Collection entries
((
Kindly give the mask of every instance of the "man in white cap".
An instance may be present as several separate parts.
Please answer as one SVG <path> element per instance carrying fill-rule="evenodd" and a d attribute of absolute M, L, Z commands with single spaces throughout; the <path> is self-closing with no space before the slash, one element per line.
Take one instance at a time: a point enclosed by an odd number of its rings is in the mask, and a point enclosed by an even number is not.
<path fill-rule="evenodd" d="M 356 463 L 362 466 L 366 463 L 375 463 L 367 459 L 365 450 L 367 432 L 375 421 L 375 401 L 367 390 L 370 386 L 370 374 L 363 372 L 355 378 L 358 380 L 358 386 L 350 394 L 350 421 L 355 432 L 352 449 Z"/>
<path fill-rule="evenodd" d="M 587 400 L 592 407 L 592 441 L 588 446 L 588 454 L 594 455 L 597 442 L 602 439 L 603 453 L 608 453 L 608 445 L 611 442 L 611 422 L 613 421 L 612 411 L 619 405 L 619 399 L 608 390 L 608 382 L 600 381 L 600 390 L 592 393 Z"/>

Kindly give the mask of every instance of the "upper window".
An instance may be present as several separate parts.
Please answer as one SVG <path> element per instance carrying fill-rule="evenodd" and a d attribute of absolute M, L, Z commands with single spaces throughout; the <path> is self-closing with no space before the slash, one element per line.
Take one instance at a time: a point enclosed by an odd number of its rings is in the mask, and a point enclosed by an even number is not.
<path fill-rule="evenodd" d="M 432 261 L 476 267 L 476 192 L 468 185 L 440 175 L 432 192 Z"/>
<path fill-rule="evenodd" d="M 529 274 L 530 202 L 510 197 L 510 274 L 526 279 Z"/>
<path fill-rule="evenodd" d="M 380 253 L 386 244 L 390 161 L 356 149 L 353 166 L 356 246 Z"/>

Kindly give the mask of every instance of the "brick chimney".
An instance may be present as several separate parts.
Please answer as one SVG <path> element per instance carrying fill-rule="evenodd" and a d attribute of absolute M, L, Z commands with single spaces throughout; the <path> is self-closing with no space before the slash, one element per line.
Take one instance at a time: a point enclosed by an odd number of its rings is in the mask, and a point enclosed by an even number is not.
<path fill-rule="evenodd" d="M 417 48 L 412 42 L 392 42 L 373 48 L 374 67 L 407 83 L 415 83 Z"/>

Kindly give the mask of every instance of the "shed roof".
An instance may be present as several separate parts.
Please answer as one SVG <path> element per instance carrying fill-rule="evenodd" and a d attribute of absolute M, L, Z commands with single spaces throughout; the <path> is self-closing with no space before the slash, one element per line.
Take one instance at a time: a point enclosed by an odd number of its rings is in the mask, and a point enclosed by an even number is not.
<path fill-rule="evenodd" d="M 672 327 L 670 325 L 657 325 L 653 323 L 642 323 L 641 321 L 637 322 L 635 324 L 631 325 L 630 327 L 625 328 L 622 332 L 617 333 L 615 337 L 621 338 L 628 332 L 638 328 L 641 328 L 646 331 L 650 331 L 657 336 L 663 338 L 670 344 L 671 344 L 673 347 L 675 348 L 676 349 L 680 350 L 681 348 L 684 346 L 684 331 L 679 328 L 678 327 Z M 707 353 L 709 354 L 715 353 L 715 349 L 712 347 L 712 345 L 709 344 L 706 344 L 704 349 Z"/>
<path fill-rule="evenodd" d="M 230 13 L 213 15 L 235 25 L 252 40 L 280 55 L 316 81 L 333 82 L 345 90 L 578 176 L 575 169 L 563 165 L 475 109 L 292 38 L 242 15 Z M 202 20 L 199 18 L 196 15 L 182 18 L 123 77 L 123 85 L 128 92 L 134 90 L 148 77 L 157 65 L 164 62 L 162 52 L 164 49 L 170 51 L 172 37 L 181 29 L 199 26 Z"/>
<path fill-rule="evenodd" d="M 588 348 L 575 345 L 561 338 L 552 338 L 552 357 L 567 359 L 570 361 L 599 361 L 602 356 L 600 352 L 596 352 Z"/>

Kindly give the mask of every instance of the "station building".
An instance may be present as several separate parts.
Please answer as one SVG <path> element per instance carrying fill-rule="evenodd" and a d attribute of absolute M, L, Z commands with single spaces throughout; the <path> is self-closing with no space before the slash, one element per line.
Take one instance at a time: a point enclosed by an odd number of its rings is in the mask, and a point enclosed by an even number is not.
))
All of the entries above should be written out again exactly.

Kindly give the mask of every instance of the "man in white cap".
An instance may be present as several separate parts.
Please answer as one SVG <path> element per instance carrying fill-rule="evenodd" and a d attribute of absolute M, L, Z commands with single spaces throughout; the <path> is self-closing with no space before the slash, one element per line.
Take one instance at a time: a point enclosed by an odd number of its rings is in the mask, and a point enclosed by an even number is not.
<path fill-rule="evenodd" d="M 356 463 L 362 466 L 366 463 L 375 463 L 367 459 L 365 450 L 367 432 L 375 421 L 375 401 L 367 390 L 370 386 L 370 374 L 363 372 L 355 378 L 358 380 L 358 386 L 350 394 L 350 421 L 355 432 L 352 449 Z"/>
<path fill-rule="evenodd" d="M 587 400 L 592 407 L 592 441 L 588 446 L 588 454 L 594 455 L 597 442 L 602 439 L 603 453 L 608 453 L 608 445 L 611 442 L 611 422 L 613 421 L 612 411 L 619 405 L 619 399 L 608 390 L 608 382 L 600 381 L 600 390 L 592 393 Z"/>

Kindly give the mask of every instance of the "upper window".
An instance may be present as several separate parts.
Please answer as one SVG <path> element per instance carrying fill-rule="evenodd" and a d attribute of absolute M, L, Z commands with single spaces throughout; the <path> is self-closing with no space before the slash, one element per line.
Take one instance at a time: a point enclosed by an odd number of its rings is in the mask, and a point enclosed by an even number is not.
<path fill-rule="evenodd" d="M 432 261 L 476 267 L 476 192 L 468 185 L 440 175 L 432 192 Z"/>
<path fill-rule="evenodd" d="M 529 274 L 530 202 L 510 197 L 510 274 L 526 279 Z"/>
<path fill-rule="evenodd" d="M 380 253 L 386 244 L 390 161 L 356 149 L 353 166 L 356 246 Z"/>

Kindly give the mask of every instance of the "brick chimney".
An instance may be present as several separate parts.
Please answer as one SVG <path> element per instance carrying fill-rule="evenodd" and a d attribute of absolute M, L, Z commands with single spaces throughout; the <path> is self-closing with no space before the slash, one element per line.
Take one instance at a time: a point enclosed by an odd number of its rings is in the mask, and a point enclosed by an even number is not.
<path fill-rule="evenodd" d="M 417 48 L 412 42 L 392 42 L 373 48 L 374 67 L 407 83 L 415 83 Z"/>

Kindly give the mask of every instance of the "shed roof".
An instance may be present as several separate parts.
Please answer as one SVG <path> element per instance carrying fill-rule="evenodd" and a d attribute of absolute M, L, Z commands with single spaces throughout; the <path> is self-closing with no space before the slash, one element per line.
Take one instance at a time: a point enclosed by an odd number of its rings is in the mask, and a point enclosed by an even number is not.
<path fill-rule="evenodd" d="M 672 327 L 670 325 L 657 325 L 653 323 L 642 323 L 641 321 L 637 322 L 635 324 L 631 325 L 630 327 L 625 328 L 622 332 L 617 333 L 615 337 L 621 338 L 628 332 L 638 328 L 641 328 L 646 331 L 650 331 L 657 336 L 663 338 L 670 344 L 671 344 L 673 347 L 675 348 L 676 349 L 680 350 L 681 348 L 684 346 L 684 331 L 679 328 L 678 327 Z M 707 353 L 709 354 L 715 353 L 715 349 L 712 347 L 712 345 L 709 344 L 706 344 L 704 349 Z"/>
<path fill-rule="evenodd" d="M 230 13 L 213 15 L 235 25 L 252 40 L 280 55 L 316 81 L 333 82 L 345 90 L 578 176 L 575 169 L 563 165 L 475 109 L 292 38 L 242 15 Z M 202 20 L 199 18 L 196 15 L 182 18 L 123 77 L 123 85 L 128 92 L 134 90 L 148 77 L 157 65 L 164 62 L 162 52 L 164 49 L 170 51 L 172 37 L 181 29 L 199 26 Z"/>
<path fill-rule="evenodd" d="M 588 348 L 575 345 L 561 338 L 552 338 L 552 357 L 567 359 L 570 361 L 599 361 L 602 356 L 600 352 L 596 352 Z"/>

Kindly give the mask of every instance of the "station building".
An instance may be present as several separate parts.
Please answer as one SVG <path> element per instance carrying fill-rule="evenodd" and a d attribute of absolute M, L, Z commands with single spaces throughout; the <path> is self-closing with no space before the slash, one element per line.
Take one instance at a time: a point enclosed by an odd number of its rings is in the mask, and a point enclosed by an even number is not.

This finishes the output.